EXCERPT:
3

I am redoing my search app in Whoosh from Solr. I am now learning from the quick start. But I kept running into problems each time I had to deal with strings

>>>writer.add_document(iden=fil, content=F2T.file_to_text(fil_path)) ValueError: 'File Name.doc' is not unicode or sequence

and then:

>>>query = QueryParser("content", ix.schema).parse("first")
AssertionError: 'first' is not unicode

And THAT line comes straight from the quick-start turorial! Does Whoosh require all fields to be in unicode? It will be real hard work to make my app unicode-aware (and its not even worth it). As for "not unicode or sequence", I understand that string is also a sequence data type.

Jesvin Jose
  • 22,498
  • 32
  • 109
  • 202
  • Why don't you ask on the mailing list or forum for Whoosh? – Thomas K Aug 01 '11 at 12:11
  • Hmm is that the best choice for Whoosh queries? – Jesvin Jose Aug 01 '11 at 12:16
  • Well, if you've got a question about a specific piece of software, you're more likely to get an answer by asking the people who know about it, rather than posting it on a general programming Q&A website. – Thomas K Aug 01 '11 at 16:29
  • 6
    @Thomas K. The mailing list is not a great format. It's hard to read code samples and it lacks, well, frankly everything that makes Stackoverflow so good. – seanieb Aug 17 '11 at 00:50
  • @seanieb: Undoubtedly. But a mailing list reliably gets your question to the people who know about a specific piece of software, and there are tools like pastebins to get around their limitations. SO is a great tool for asking questions, but it's no use if the people who read it don't know the answer. This question also points out that the tutorial is incorrect, which is something to tell the developers. – Thomas K Aug 17 '11 at 12:01

1 Answers1

9

Yes, it requires strings are in Unicode.

 query = QueryParser("content", ix.schema).parse("first")

Change that to:

query = QueryParser("content", ix.schema).parse(u"first")
seanieb
  • 1,196
  • 2
  • 14
  • 36

PROMPT 1:
Update the Whoosh thread passage between "And THAT line" and "sequence data type.", inclusive, by rewriting it with "quick-start" changed to "getting-started".

Region annotation entries

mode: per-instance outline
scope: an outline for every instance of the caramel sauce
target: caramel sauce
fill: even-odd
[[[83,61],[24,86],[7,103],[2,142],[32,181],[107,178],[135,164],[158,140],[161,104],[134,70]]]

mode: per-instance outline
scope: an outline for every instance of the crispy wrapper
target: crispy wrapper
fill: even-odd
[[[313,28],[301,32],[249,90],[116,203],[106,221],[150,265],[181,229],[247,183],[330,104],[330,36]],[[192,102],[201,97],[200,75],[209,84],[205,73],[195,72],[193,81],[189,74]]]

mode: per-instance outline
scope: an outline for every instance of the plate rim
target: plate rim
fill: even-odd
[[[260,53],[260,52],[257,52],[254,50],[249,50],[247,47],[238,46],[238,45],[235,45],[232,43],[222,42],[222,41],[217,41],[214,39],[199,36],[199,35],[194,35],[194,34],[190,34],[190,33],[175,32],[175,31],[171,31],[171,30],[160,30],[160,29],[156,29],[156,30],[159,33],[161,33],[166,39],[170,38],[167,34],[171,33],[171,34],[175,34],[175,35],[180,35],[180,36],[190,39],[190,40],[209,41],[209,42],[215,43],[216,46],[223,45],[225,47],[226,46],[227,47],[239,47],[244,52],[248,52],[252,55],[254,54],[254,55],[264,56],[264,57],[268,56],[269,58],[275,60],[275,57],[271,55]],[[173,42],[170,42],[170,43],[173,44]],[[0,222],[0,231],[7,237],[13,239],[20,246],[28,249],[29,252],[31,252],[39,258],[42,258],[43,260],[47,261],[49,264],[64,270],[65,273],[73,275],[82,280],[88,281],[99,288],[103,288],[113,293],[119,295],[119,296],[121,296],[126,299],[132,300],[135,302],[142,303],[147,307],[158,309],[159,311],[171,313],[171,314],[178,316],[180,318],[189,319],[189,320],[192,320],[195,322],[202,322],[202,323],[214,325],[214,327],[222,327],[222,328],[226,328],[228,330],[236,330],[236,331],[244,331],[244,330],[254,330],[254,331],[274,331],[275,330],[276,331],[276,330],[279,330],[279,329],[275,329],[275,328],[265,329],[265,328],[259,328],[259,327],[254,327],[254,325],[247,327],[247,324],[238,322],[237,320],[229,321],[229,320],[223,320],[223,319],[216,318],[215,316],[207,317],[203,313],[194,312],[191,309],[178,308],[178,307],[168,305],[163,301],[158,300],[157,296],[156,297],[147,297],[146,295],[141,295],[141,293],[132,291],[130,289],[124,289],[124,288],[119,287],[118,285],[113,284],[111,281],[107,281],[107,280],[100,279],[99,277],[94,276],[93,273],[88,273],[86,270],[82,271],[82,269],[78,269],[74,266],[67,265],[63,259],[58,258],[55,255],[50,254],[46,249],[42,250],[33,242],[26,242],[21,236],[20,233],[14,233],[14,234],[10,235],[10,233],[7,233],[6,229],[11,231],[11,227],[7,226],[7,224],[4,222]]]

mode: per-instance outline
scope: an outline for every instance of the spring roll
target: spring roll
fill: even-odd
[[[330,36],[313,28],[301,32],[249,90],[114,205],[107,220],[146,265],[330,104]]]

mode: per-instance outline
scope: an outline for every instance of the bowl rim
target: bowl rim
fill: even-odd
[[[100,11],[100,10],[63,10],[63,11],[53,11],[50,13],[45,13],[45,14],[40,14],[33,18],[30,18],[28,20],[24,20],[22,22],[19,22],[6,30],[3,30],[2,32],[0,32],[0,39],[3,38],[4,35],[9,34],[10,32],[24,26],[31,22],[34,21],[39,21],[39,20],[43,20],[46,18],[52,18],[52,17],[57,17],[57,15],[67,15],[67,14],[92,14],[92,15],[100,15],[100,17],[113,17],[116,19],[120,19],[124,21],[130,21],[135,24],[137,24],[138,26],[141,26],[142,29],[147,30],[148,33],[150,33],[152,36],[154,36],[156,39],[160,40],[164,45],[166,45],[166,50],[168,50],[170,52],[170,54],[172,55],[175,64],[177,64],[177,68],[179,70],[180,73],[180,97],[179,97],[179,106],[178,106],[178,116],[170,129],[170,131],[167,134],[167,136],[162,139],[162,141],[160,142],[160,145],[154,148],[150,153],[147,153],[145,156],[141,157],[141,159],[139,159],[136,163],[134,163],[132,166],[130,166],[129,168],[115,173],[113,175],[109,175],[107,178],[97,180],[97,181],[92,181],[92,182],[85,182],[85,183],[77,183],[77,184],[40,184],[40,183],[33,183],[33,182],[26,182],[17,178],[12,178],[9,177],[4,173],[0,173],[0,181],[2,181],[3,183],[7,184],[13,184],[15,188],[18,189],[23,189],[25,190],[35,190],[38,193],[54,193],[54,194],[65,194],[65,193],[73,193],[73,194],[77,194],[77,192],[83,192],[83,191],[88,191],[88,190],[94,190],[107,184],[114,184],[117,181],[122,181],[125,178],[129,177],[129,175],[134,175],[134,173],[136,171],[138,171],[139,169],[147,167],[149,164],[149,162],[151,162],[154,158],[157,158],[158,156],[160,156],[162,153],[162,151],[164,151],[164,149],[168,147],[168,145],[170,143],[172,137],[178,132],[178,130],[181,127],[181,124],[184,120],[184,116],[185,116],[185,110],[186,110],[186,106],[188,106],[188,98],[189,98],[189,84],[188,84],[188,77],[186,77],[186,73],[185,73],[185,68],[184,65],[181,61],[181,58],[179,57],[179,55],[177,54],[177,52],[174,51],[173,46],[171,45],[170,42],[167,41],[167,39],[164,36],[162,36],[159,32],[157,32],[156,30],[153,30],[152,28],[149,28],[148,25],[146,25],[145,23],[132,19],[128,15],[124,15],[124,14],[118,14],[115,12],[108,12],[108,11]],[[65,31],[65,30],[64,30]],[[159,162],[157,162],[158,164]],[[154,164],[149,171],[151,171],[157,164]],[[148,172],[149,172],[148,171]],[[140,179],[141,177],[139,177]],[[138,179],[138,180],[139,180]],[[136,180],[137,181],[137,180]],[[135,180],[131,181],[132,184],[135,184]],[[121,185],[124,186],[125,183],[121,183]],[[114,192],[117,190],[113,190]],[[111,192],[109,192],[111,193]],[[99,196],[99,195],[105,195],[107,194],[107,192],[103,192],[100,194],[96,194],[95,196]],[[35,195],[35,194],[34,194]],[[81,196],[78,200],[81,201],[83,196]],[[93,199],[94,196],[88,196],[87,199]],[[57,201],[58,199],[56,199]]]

PROMPT 2:
Show every line of the entries that contains the string "bowl", treating uppercase and lowercase as different.

TASK OUTPUT 1:
And THAT line comes straight from the getting-started turorial! Does Whoosh require all fields to be in unicode? It will be real hard work to make my app unicode-aware (and its not even worth it). As for "not unicode or sequence", I understand that string is also a sequence data type.

TASK OUTPUT 2:
scope: an outline for every instance of the bowl rim
target: bowl rim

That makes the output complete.